Task to carry out >>
Locate each line in the material below that contains the word "tree", and copy every such line in full.

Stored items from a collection
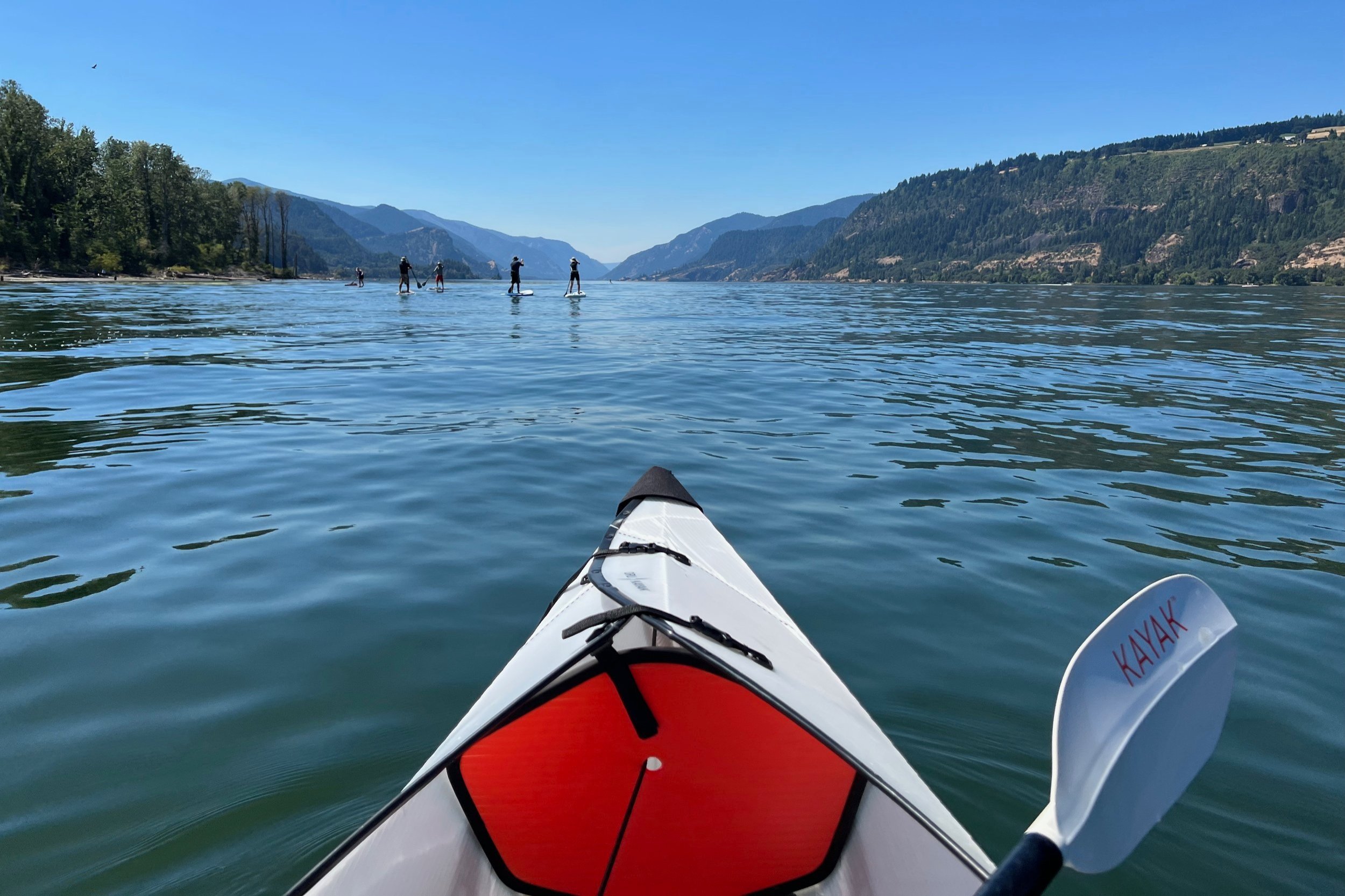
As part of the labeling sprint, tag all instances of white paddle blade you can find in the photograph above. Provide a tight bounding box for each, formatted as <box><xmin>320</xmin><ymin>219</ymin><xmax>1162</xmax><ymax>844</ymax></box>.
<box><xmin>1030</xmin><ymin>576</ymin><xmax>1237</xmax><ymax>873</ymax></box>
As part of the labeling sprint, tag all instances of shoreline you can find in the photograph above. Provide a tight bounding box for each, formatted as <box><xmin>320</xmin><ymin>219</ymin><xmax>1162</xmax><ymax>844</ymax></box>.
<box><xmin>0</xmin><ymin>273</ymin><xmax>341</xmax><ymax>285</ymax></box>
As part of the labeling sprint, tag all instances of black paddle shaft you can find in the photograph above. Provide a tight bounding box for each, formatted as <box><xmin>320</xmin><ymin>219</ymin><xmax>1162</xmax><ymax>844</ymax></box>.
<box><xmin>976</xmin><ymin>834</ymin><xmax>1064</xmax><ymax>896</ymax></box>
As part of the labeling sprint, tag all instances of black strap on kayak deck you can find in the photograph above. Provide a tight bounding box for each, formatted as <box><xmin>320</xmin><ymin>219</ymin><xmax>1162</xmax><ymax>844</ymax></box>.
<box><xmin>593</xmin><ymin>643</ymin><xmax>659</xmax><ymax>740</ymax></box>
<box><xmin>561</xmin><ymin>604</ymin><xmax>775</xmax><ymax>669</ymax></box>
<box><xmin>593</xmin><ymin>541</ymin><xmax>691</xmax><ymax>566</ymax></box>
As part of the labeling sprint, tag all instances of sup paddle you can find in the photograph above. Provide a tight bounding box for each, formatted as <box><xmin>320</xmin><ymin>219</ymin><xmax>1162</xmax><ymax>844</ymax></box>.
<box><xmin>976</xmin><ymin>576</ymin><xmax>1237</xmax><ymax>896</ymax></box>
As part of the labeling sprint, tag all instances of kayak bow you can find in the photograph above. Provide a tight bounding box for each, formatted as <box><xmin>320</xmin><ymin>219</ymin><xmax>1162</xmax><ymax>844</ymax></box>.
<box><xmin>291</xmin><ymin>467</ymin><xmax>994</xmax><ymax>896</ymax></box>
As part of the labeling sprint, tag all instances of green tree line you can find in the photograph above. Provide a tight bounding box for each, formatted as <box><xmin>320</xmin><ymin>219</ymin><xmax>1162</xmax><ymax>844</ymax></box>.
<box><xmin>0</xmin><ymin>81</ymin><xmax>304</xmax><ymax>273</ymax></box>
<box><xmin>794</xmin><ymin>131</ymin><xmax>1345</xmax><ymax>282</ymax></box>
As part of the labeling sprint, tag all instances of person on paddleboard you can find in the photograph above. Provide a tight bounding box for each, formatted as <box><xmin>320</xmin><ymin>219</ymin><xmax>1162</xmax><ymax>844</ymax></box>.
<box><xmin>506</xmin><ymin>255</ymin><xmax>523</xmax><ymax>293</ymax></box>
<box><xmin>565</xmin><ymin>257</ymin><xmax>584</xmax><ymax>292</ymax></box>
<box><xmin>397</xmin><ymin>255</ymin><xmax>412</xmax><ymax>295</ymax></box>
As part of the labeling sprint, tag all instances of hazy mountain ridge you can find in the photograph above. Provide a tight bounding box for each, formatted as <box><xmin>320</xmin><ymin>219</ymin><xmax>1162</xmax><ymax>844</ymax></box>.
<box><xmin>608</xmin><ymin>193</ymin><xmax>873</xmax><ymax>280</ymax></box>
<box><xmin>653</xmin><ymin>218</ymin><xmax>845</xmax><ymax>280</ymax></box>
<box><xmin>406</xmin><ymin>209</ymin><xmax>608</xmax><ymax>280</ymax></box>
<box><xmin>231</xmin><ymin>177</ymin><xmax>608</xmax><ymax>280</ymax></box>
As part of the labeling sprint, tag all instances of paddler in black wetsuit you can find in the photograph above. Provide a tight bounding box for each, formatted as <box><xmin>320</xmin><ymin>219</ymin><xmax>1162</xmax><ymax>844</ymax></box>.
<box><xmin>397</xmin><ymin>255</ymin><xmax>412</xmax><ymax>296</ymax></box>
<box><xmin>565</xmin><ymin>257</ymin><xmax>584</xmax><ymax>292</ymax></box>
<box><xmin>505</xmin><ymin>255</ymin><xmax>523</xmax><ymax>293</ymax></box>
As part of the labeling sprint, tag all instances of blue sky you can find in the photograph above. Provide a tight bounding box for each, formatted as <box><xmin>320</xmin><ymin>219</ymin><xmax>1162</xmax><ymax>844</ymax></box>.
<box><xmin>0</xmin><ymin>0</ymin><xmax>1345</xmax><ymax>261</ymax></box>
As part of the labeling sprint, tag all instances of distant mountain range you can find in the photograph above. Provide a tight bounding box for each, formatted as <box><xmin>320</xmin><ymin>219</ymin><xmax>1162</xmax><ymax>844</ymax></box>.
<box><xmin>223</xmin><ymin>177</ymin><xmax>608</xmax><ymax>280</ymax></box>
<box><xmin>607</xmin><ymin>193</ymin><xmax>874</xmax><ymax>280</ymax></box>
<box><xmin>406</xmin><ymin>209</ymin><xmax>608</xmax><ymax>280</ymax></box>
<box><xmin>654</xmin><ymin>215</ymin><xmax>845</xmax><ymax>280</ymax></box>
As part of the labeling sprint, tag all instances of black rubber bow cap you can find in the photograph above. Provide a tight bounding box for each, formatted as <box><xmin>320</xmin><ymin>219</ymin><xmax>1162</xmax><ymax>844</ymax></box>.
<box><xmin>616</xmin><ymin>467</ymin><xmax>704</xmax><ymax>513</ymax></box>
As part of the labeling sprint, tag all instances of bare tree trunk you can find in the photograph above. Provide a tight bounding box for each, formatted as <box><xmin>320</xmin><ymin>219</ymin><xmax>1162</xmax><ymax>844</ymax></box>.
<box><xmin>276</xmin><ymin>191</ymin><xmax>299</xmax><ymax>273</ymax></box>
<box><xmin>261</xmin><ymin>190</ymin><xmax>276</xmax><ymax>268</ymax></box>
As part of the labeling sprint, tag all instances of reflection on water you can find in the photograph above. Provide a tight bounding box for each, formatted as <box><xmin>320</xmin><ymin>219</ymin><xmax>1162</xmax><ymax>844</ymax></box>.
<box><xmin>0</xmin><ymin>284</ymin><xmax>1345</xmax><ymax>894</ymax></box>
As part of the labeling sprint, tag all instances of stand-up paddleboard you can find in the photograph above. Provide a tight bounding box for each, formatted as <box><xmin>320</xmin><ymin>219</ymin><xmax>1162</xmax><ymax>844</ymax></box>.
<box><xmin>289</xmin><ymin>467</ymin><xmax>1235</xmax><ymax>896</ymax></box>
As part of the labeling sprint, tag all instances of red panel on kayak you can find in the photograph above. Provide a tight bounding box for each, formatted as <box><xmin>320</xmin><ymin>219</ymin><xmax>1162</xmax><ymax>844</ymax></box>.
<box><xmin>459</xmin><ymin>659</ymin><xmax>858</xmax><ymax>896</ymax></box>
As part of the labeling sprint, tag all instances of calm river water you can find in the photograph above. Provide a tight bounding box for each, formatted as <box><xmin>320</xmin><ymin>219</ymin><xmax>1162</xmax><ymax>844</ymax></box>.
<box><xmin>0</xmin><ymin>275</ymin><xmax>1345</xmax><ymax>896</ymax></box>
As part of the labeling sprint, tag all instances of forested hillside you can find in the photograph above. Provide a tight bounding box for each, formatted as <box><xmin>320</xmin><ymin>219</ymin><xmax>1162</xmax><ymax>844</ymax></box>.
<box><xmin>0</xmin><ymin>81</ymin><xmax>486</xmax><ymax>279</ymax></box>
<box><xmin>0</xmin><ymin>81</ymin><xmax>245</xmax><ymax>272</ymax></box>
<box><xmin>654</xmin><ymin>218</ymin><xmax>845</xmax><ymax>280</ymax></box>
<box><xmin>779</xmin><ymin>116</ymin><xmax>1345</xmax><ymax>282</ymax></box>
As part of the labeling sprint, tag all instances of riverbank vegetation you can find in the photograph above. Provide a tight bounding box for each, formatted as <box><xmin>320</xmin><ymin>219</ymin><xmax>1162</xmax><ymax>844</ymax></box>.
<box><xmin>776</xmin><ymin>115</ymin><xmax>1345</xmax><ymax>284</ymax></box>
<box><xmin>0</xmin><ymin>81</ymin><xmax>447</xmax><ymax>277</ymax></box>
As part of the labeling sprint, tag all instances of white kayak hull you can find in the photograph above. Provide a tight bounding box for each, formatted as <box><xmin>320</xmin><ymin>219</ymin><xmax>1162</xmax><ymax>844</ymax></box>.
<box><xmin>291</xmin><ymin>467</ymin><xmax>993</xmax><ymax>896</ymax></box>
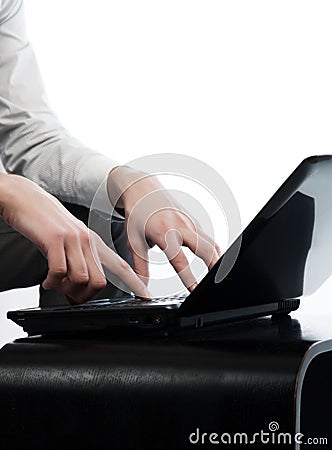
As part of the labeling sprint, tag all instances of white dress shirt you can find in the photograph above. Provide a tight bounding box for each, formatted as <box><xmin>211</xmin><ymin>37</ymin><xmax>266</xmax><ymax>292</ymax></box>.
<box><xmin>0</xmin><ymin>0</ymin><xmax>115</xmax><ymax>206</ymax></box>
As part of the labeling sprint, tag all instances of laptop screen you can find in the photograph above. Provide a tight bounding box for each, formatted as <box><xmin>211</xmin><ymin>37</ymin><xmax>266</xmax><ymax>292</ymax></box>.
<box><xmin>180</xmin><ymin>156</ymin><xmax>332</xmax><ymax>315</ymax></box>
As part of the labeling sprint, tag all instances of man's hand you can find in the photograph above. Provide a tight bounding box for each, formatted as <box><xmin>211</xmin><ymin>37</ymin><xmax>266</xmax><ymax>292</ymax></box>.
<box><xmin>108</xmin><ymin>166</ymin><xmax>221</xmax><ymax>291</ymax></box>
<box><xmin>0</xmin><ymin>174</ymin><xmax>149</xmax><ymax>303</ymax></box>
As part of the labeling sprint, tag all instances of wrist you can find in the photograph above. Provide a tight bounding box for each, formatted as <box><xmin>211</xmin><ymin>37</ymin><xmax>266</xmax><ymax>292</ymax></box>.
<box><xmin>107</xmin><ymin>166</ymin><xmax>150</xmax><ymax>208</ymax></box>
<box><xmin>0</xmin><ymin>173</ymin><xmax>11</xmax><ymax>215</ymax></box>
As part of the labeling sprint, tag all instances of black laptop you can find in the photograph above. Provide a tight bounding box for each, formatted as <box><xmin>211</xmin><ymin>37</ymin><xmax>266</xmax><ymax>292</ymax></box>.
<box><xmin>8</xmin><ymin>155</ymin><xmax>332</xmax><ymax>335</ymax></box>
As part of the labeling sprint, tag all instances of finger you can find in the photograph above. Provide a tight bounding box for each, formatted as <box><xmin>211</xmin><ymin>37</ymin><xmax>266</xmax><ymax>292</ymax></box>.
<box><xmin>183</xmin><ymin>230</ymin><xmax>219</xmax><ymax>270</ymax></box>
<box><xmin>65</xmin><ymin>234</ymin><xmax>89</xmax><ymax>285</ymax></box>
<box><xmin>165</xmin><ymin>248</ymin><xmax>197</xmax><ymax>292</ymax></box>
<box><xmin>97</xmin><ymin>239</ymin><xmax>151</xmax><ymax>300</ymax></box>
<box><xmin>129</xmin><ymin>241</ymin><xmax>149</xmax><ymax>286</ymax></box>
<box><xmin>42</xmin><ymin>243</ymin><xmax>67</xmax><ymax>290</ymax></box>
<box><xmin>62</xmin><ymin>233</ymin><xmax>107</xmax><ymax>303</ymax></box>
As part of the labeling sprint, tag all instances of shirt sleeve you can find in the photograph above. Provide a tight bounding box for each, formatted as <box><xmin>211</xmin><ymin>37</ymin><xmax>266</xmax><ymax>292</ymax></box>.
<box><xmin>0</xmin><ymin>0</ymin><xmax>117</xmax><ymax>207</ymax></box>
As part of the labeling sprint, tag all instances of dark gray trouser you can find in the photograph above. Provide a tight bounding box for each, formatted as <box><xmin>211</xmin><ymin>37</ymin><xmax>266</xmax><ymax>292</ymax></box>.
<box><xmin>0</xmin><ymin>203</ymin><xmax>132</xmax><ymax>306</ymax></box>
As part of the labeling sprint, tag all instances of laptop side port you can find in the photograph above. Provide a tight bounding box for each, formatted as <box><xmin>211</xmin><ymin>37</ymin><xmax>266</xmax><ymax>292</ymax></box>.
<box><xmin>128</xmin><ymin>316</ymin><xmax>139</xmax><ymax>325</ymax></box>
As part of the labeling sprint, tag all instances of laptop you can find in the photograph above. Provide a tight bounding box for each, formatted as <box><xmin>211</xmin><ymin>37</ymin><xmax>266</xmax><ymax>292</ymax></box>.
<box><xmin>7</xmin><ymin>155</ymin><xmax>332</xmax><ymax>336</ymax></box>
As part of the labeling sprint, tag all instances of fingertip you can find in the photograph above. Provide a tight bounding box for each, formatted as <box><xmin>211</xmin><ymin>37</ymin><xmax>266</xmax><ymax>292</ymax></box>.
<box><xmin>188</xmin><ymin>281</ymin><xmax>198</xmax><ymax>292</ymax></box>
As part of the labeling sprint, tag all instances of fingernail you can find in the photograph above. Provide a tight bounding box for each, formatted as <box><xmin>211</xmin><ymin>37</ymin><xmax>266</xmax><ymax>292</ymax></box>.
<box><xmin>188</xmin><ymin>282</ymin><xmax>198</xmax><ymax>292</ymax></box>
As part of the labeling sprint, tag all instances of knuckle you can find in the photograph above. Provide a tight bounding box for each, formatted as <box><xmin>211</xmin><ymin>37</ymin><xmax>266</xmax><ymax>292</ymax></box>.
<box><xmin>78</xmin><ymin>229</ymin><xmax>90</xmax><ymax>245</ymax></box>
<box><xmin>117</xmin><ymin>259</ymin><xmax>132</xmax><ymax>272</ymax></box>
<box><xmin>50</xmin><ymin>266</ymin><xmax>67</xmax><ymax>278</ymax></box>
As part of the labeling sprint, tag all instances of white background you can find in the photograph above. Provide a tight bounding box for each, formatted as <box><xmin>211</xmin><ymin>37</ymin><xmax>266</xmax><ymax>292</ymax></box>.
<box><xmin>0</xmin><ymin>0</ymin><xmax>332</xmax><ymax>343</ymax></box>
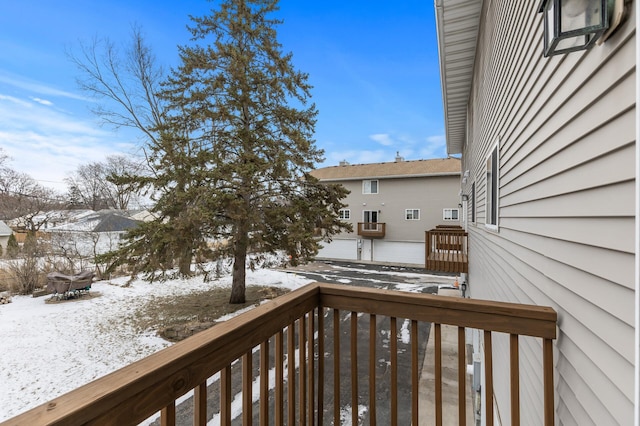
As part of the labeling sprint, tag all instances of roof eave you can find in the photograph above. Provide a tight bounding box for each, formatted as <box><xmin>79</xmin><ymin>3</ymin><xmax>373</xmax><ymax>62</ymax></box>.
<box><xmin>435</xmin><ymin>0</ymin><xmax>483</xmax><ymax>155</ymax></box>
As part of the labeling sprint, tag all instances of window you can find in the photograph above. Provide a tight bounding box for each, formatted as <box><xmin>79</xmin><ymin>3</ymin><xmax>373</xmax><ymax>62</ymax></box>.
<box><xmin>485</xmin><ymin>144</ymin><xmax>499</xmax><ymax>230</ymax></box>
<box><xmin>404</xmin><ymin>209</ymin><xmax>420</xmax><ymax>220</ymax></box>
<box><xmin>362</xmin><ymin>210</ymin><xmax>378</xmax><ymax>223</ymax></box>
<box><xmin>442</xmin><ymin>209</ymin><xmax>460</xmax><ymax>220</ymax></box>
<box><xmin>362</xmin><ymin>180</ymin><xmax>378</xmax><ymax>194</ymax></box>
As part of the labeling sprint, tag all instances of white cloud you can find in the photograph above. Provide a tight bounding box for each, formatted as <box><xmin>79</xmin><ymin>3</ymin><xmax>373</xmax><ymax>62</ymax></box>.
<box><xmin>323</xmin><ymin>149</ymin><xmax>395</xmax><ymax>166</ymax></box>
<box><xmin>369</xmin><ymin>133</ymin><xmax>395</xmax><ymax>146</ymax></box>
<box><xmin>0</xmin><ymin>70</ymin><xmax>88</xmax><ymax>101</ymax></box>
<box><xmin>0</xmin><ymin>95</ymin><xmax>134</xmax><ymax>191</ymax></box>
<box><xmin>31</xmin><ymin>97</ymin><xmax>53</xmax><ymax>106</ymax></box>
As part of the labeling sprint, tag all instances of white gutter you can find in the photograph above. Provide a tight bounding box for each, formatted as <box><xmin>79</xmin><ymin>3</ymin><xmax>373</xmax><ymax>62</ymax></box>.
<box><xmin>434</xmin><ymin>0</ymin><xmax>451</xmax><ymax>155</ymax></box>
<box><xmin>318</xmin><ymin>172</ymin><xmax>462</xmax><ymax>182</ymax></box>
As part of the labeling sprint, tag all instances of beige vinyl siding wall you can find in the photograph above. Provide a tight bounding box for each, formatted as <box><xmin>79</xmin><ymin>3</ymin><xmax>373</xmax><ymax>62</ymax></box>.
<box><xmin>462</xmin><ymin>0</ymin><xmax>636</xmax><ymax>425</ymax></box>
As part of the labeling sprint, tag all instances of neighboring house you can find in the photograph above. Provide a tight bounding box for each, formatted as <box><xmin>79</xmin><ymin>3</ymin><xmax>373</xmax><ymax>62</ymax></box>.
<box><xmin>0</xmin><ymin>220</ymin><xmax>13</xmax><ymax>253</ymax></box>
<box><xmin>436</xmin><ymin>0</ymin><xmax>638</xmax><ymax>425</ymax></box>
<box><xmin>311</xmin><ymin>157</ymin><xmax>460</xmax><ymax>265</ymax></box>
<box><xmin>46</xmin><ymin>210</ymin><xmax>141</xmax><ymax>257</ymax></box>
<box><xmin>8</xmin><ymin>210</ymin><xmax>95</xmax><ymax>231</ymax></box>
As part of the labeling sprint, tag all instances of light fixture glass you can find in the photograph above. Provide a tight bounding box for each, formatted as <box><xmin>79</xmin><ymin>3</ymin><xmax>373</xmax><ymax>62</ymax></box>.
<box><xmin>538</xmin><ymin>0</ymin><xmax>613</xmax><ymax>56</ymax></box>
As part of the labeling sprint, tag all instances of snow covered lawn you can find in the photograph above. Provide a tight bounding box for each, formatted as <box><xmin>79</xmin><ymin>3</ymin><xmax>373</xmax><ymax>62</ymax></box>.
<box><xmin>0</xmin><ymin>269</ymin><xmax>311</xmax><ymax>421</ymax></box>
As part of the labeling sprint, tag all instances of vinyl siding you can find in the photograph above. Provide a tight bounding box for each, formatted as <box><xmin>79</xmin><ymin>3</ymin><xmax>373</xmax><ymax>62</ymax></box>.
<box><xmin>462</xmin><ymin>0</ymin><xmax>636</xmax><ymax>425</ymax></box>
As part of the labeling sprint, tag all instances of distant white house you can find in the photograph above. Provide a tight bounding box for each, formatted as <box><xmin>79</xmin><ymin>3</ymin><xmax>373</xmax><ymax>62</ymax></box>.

Solution to the exercise >>
As part of the labeling sprint, tag all instances of green tree line you can find in the photograph above. Provide a tight bounding box for each, formatted as <box><xmin>320</xmin><ymin>219</ymin><xmax>1162</xmax><ymax>844</ymax></box>.
As part of the labeling sprint, tag all instances of bare tree trunk you can find in the photograph above. Provide a tight bounding box for each, formatted as <box><xmin>320</xmin><ymin>219</ymin><xmax>1162</xmax><ymax>844</ymax></box>.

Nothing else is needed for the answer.